#### Exercise input:
· · · · ·

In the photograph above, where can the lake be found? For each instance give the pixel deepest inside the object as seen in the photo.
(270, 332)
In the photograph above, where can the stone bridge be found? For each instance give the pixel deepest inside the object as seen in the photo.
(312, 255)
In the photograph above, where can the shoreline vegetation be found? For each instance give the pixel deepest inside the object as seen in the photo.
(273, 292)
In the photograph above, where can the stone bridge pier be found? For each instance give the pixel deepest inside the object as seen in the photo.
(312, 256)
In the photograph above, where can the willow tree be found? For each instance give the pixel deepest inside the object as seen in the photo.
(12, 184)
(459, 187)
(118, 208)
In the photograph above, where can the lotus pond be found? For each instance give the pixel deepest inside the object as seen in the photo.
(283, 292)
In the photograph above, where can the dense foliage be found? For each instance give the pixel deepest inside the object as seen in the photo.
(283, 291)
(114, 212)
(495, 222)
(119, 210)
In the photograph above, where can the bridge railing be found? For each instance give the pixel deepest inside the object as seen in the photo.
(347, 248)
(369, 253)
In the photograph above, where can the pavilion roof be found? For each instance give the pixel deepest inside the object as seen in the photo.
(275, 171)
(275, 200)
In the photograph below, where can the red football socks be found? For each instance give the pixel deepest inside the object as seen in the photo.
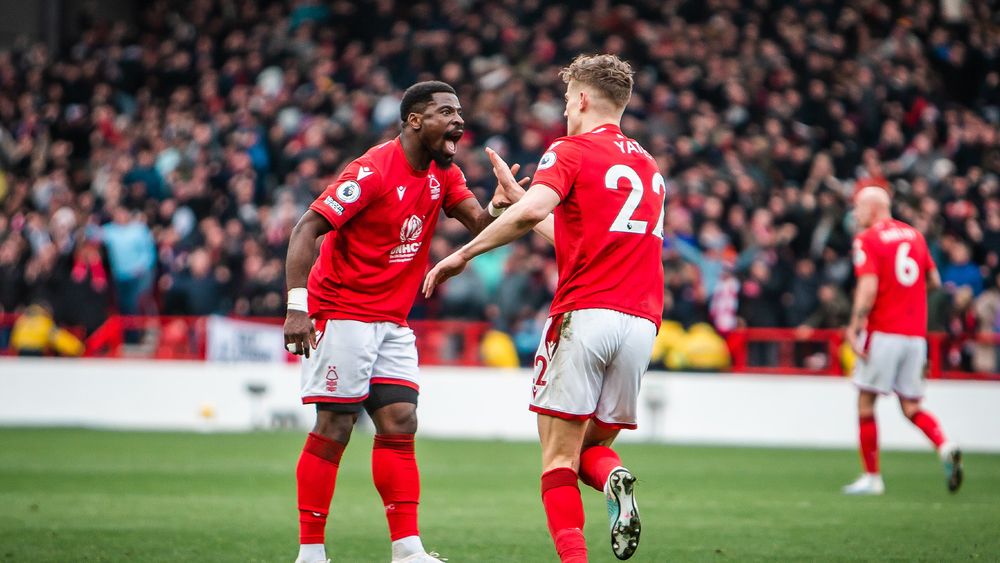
(596, 463)
(394, 470)
(564, 512)
(316, 476)
(929, 426)
(868, 437)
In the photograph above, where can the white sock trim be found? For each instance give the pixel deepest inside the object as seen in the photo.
(312, 552)
(404, 547)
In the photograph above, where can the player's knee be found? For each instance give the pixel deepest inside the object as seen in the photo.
(910, 410)
(399, 418)
(335, 425)
(560, 461)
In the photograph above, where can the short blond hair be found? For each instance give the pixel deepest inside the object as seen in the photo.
(610, 75)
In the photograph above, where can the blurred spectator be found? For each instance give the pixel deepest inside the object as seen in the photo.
(36, 334)
(986, 355)
(132, 253)
(833, 308)
(960, 271)
(212, 125)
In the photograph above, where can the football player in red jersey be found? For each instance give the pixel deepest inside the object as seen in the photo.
(347, 310)
(888, 331)
(607, 199)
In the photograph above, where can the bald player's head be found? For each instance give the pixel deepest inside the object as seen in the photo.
(871, 205)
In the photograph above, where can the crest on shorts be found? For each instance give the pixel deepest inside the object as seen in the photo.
(331, 379)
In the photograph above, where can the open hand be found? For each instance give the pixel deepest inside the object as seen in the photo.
(855, 336)
(509, 190)
(447, 268)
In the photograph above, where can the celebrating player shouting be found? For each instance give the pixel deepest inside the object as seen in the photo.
(349, 320)
(889, 332)
(608, 200)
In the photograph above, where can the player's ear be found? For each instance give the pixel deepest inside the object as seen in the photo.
(415, 120)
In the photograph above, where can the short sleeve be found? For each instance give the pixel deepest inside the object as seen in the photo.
(456, 190)
(358, 185)
(930, 266)
(864, 259)
(559, 167)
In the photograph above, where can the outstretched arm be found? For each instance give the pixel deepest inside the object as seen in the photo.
(535, 206)
(514, 191)
(299, 335)
(864, 300)
(475, 218)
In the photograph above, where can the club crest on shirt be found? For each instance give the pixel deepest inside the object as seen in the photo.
(409, 245)
(548, 159)
(349, 191)
(859, 254)
(435, 186)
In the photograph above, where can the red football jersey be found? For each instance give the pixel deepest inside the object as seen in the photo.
(383, 214)
(896, 253)
(609, 224)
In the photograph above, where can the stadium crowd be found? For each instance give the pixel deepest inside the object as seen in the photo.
(159, 166)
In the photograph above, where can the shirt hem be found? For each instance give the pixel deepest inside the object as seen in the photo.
(344, 316)
(612, 307)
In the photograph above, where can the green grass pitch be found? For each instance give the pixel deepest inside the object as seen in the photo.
(79, 495)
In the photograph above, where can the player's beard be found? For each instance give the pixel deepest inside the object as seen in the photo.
(442, 159)
(444, 152)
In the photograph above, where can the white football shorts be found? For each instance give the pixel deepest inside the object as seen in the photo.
(351, 355)
(895, 364)
(589, 366)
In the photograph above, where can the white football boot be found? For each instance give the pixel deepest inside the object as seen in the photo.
(623, 512)
(951, 456)
(867, 484)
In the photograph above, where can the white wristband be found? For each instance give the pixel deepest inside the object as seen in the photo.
(298, 299)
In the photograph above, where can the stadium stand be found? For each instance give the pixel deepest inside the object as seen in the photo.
(158, 166)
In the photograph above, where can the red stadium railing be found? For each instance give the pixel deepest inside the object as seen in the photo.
(779, 351)
(790, 350)
(185, 338)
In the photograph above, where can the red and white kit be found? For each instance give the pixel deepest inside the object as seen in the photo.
(609, 302)
(369, 269)
(897, 325)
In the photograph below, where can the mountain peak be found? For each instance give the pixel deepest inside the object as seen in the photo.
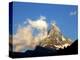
(56, 39)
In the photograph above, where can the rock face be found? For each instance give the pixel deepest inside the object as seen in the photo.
(55, 39)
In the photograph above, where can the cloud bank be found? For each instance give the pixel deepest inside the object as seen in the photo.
(24, 40)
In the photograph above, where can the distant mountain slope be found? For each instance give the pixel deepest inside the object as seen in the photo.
(39, 51)
(73, 49)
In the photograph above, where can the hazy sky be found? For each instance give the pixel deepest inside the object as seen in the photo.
(64, 15)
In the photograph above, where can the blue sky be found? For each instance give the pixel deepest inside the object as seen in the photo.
(64, 15)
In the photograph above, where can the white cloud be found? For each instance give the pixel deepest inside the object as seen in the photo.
(23, 39)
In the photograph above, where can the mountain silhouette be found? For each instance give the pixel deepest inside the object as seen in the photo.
(73, 49)
(39, 51)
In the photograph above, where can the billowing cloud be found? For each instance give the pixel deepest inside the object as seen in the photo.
(73, 13)
(24, 40)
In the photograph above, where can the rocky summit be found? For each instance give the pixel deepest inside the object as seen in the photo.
(55, 39)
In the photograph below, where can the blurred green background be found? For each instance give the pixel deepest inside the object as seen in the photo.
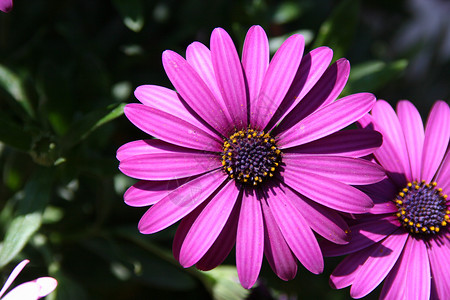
(67, 68)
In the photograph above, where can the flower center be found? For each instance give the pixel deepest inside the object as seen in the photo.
(422, 208)
(250, 156)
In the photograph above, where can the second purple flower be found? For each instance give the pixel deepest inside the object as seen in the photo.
(249, 153)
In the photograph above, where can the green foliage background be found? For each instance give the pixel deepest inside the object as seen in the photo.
(68, 67)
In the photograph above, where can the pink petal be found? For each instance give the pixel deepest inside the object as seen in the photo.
(418, 276)
(208, 225)
(412, 126)
(322, 220)
(255, 60)
(311, 69)
(443, 175)
(144, 193)
(278, 79)
(180, 202)
(277, 252)
(169, 165)
(347, 170)
(328, 192)
(230, 77)
(295, 229)
(250, 239)
(347, 270)
(153, 146)
(223, 244)
(388, 124)
(199, 57)
(326, 90)
(169, 101)
(362, 235)
(183, 229)
(437, 253)
(378, 265)
(171, 129)
(349, 143)
(13, 275)
(327, 120)
(437, 135)
(195, 91)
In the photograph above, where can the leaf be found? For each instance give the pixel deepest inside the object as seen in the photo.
(131, 11)
(223, 283)
(14, 135)
(338, 31)
(29, 218)
(82, 128)
(15, 87)
(373, 75)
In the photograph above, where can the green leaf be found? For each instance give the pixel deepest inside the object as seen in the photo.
(83, 127)
(131, 11)
(373, 75)
(29, 217)
(15, 87)
(223, 283)
(14, 135)
(338, 30)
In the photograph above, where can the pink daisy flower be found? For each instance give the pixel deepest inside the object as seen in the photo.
(31, 290)
(6, 5)
(249, 154)
(405, 239)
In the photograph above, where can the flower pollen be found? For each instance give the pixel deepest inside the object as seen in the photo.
(250, 156)
(422, 208)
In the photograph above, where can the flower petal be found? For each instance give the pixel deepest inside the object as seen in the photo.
(144, 193)
(169, 165)
(295, 229)
(362, 235)
(153, 146)
(349, 143)
(326, 90)
(230, 77)
(387, 122)
(199, 57)
(437, 253)
(311, 69)
(418, 276)
(171, 129)
(327, 120)
(348, 170)
(322, 220)
(250, 239)
(255, 60)
(437, 136)
(277, 251)
(345, 273)
(180, 202)
(208, 225)
(328, 192)
(412, 126)
(223, 244)
(195, 91)
(278, 79)
(169, 101)
(378, 265)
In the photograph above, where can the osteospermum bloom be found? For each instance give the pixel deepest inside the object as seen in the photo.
(6, 5)
(249, 153)
(31, 290)
(405, 239)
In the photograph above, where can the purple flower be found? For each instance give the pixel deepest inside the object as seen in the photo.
(6, 5)
(31, 290)
(405, 239)
(249, 153)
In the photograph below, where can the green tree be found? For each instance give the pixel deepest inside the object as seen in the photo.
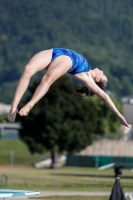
(61, 121)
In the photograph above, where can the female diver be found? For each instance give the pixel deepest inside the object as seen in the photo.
(57, 62)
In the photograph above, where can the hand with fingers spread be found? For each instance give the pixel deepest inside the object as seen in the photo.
(12, 115)
(123, 121)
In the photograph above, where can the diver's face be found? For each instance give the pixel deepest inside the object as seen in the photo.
(100, 74)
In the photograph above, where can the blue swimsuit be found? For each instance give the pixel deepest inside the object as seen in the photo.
(79, 63)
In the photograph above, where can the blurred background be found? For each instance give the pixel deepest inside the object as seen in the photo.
(63, 129)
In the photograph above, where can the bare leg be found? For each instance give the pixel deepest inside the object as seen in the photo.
(37, 63)
(55, 70)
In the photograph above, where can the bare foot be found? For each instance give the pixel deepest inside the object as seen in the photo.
(12, 115)
(25, 110)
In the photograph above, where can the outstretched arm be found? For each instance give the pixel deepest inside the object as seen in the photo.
(87, 79)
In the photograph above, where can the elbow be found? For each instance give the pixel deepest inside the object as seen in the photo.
(105, 97)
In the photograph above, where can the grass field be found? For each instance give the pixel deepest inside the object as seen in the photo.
(22, 156)
(72, 198)
(60, 179)
(65, 179)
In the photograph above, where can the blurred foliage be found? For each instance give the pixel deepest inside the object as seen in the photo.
(101, 30)
(60, 121)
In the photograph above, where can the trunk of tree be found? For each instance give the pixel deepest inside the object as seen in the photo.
(53, 159)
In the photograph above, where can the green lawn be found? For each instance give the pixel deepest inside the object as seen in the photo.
(65, 179)
(72, 198)
(21, 153)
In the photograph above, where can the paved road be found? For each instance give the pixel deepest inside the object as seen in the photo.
(62, 193)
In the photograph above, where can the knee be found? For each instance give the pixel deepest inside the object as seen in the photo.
(28, 71)
(48, 78)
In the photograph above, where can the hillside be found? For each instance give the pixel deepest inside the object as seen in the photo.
(100, 30)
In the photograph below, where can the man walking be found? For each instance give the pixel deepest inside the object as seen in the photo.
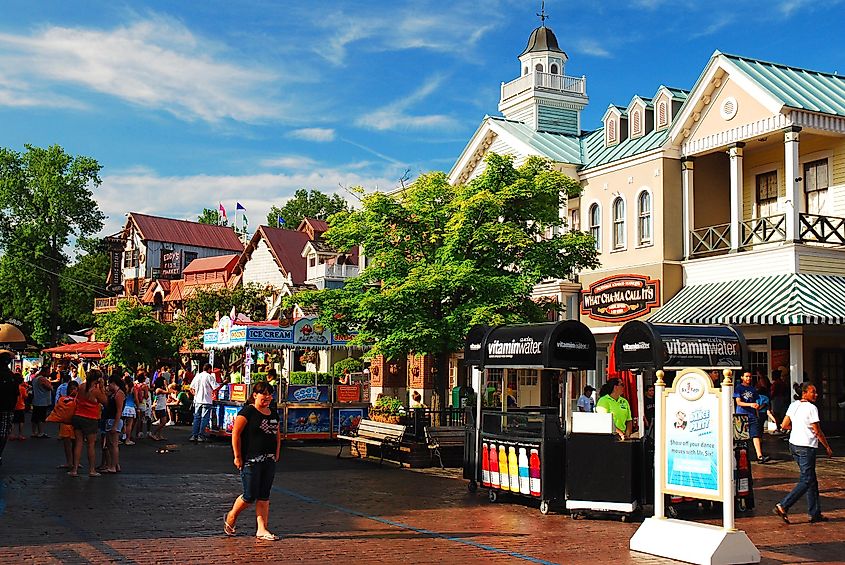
(802, 419)
(8, 398)
(203, 386)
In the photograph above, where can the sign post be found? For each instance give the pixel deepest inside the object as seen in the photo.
(694, 457)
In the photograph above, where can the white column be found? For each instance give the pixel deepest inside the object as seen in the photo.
(735, 153)
(792, 174)
(687, 166)
(796, 355)
(659, 469)
(727, 455)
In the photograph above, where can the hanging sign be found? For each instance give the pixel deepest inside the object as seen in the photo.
(620, 298)
(692, 433)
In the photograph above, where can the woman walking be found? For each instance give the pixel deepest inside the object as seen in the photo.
(89, 397)
(256, 442)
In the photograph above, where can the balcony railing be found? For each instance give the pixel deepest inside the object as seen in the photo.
(821, 229)
(767, 229)
(546, 81)
(711, 239)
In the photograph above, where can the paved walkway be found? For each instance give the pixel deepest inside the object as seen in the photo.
(168, 507)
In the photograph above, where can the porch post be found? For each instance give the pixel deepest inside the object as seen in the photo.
(687, 166)
(796, 355)
(735, 153)
(792, 174)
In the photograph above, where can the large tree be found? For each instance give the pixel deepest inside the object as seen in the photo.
(306, 204)
(46, 201)
(443, 258)
(135, 337)
(201, 309)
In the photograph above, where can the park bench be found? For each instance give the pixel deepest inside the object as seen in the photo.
(441, 437)
(385, 436)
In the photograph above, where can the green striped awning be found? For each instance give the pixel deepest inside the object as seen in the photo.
(790, 299)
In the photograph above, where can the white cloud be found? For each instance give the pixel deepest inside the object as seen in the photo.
(394, 115)
(155, 63)
(143, 190)
(313, 134)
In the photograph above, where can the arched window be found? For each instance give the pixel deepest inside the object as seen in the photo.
(644, 218)
(619, 223)
(595, 224)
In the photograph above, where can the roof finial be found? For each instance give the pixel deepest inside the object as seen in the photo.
(542, 15)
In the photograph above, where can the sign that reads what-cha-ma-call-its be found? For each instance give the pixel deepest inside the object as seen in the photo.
(620, 298)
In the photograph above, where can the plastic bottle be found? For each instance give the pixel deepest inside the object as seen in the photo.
(534, 473)
(524, 480)
(513, 469)
(485, 465)
(504, 479)
(494, 466)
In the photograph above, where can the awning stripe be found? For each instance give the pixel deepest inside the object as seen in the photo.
(789, 299)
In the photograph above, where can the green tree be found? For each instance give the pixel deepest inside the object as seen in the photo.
(209, 216)
(443, 258)
(200, 310)
(45, 201)
(306, 204)
(81, 282)
(134, 336)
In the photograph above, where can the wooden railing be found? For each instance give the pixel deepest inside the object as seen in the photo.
(821, 229)
(767, 229)
(711, 239)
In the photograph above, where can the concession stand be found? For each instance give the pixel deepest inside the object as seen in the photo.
(309, 411)
(646, 348)
(521, 452)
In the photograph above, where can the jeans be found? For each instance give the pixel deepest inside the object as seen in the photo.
(202, 414)
(807, 482)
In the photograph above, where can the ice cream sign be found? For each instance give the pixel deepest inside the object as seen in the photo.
(620, 298)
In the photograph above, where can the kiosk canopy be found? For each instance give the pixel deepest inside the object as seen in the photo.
(643, 345)
(561, 345)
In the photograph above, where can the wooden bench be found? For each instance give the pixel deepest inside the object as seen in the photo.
(382, 434)
(444, 436)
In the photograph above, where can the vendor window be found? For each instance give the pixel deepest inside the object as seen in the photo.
(767, 194)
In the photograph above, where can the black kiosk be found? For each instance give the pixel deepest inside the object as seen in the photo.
(648, 347)
(523, 453)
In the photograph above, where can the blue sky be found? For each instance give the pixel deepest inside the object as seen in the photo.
(186, 104)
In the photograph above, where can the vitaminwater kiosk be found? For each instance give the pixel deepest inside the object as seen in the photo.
(523, 453)
(694, 425)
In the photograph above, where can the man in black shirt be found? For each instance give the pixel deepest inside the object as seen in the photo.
(8, 398)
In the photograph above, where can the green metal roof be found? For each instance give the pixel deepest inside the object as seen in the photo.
(802, 89)
(559, 147)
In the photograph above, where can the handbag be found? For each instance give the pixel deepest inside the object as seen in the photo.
(63, 411)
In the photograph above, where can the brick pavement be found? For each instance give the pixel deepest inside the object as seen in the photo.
(167, 508)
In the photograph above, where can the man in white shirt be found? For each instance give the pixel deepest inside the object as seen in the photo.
(802, 419)
(203, 387)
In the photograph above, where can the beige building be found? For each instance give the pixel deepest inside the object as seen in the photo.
(721, 204)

· · · · ·

Print the line containing "In the photograph above, where can the jeans" and every line after it to the end of the records above, exactly as written, and nothing else.

In the photograph above, where can the jeans be found? For each instance give the pixel deepest inside the object as seen in the photo.
(202, 414)
(807, 482)
In the photograph above, where can the ice cream sign be found? For each instance give the pixel deepest inside the object as seen in the photo.
(620, 298)
In the photograph above, where can the kiosk canopy be found? For each instance give the pixel deepest inside the object as seen in the photo.
(643, 345)
(561, 345)
In the photograph above, where can the wooden bench be found? For each instance give the pixel deepest inside the object as seen in the photo.
(382, 434)
(444, 436)
In the photograph above, where can the vendor window be found? For each instance give the pixel deepest inside the object as seen in the photo.
(767, 194)
In the photograph above, where can the black kiosk be found? For each instance give the pixel deepest inside the object as seen in the photo.
(648, 347)
(523, 453)
In the photograph above, where can the blue sky be found? For each instance give the pixel deepest inside the object as seen in the photo.
(186, 104)
In the photograph above, where can the vitaminwater kiosk be found? For each instance give the pixel deepest inside the object as seen in the photo.
(523, 453)
(694, 425)
In the photograph above, where can the man in black shirt be found? For each instance give the pixel deepest inside the object as seen in the photo.
(8, 398)
In the photograph above, where can the green metal roof be found? For each instance give the pixel deepest inside the object as seen in the photo.
(802, 89)
(559, 147)
In the photograph above, where can the handbag be found? For each instance give the pixel deepest inside the object as seen in the photo.
(63, 411)
In the photograph above, where can the brick pavement be found? For each instance give the pixel deepest inside the object as seen in the photo.
(167, 508)
In the photograph above, where can the man in white shirt be found? For each instance give the pixel deepest inside the object as seen in the photo.
(802, 419)
(203, 387)
In the photograph above, where can the beige building be found? For each instance give the pixel deepest inside the object as seen in the photo.
(721, 204)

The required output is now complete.